### REQUIRED ACTION 1
From the passage on hearing loss gene sequencing, set down the part between "Targeted Capture of" and "of unique sequence.", inclusive.
### REQUIRED ACTION 2
In the passage on hearing loss gene sequencing, how many genes had their exons captured in the test?

### EXCERPTED PASSAGE
╭──
With the goal of using NGS to develop a more comprehensive BLSNHL screening panel, CBMi's NGS group has been working with CHOP’s Molecular Genetics Laboratory to discover potential molecular markers of BLSNHL. The team, led by Dr. Xiaowu Gai and including Juan Perin, Monica D’arcy, and Michael Grauer, has collaborated with Drs. Catherine Stolle and Avni Santani, Director and Assistant Director of the Molecular Genetics Laboratory, respectively. “We wanted to determine whether we could efficiently use NGS to capture and analyze all implicated hearing loss loci in one comprehensive diagnostic test", said Dr. Santani. “Ideally, we would be able to identify mutations with high sensitivity and specificity at a cost that would be comparable to a single gene disorder test."

Targeted Capture of BLSNHL Risk Loci

As a test, exons of 35 genes previously implicated in BLSNHL spanning a total of 139 kilobases were captured using febit’s HybSelect enrichment technology. Captured material was sequenced on the SOLiD platform for 13 BLSHNL patients with a previously confirmed molecular diagnosis, and 82 additional patients where a mutation was not known. These patients had previously been diagnosed for BLSNHL by a clinical group led by Dr. Ian Krantz. The capture experiments yielded a mean of 13X coverage for each sample (range: 2X-44X). Together, this experiment generated over 3.4 million sequence reads comprising 171 million base pairs of unique sequence.

Establishing an Analysis Workflow

Providing a customized workflow for analyzing the results of each NGS run required integrating a series of open-source and custom analytical software and resources. "Due to the current lack of maturity of NGS sequence analysis software, we find that combining several approaches and algorithms provides the best results", said Dr. Gai. For this experiment, the CBMi group primarily used the sequence alignment tools BWA and samtools, the analysis platform GATK, and the annotation tools PolyPhen-2, SIFT, and HGMD. Custom programs and databases provide the logic flow and automation that stitch together the set of algorithms and resources. Variations of this general workflow have worked well for the group using data from the major sequencing platforms (i.e., SOLiD, 454, Illumina) and via different sequencing strategies (i.e., pooled, targeted capture, whole exome). The process results in fully automated variant calls with high sensitivity and specificity. "For this project, our workflow was able to provide sequence annotation, assess functional significance, and filter results based on known polymorphisms and genetic models”, stated Dr. Gai. “By combining these tools together, we were ultimately able to identify and prioritize the most likely disease-causing variants."
╰──
### INFORMATION SHOWN
╭──
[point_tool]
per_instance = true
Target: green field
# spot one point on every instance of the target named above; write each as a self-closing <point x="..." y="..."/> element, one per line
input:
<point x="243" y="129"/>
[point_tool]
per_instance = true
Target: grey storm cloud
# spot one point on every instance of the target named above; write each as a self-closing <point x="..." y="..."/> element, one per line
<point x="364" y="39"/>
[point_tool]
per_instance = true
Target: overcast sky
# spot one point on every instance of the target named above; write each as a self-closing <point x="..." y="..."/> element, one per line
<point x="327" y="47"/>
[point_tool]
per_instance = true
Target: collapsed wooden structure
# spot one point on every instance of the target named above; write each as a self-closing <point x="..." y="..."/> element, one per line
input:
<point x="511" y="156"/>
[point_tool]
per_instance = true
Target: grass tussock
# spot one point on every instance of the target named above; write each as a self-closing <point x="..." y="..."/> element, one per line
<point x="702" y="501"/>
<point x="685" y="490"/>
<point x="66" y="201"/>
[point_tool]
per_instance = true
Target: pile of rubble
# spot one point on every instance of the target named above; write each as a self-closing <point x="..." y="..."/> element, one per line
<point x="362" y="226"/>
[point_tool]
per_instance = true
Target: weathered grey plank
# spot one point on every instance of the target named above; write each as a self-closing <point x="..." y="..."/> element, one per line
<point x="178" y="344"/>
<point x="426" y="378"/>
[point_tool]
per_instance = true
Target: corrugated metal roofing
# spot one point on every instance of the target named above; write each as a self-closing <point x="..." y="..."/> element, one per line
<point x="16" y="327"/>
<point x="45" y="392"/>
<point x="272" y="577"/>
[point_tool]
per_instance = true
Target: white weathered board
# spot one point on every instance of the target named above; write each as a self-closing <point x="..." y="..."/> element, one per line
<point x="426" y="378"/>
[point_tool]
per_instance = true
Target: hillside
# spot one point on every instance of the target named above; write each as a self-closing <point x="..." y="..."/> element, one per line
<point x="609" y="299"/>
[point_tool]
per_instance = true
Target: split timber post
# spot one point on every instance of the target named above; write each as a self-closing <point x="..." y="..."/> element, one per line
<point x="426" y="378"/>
╰──
### SOLUTION 1
Targeted Capture of BLSNHL Risk Loci

As a test, exons of 35 genes previously implicated in BLSNHL spanning a total of 139 kilobases were captured using febit’s HybSelect enrichment technology. Captured material was sequenced on the SOLiD platform for 13 BLSHNL patients with a previously confirmed molecular diagnosis, and 82 additional patients where a mutation was not known. These patients had previously been diagnosed for BLSNHL by a clinical group led by Dr. Ian Krantz. The capture experiments yielded a mean of 13X coverage for each sample (range: 2X-44X). Together, this experiment generated over 3.4 million sequence reads comprising 171 million base pairs of unique sequence.

### SOLUTION 2
35 genes.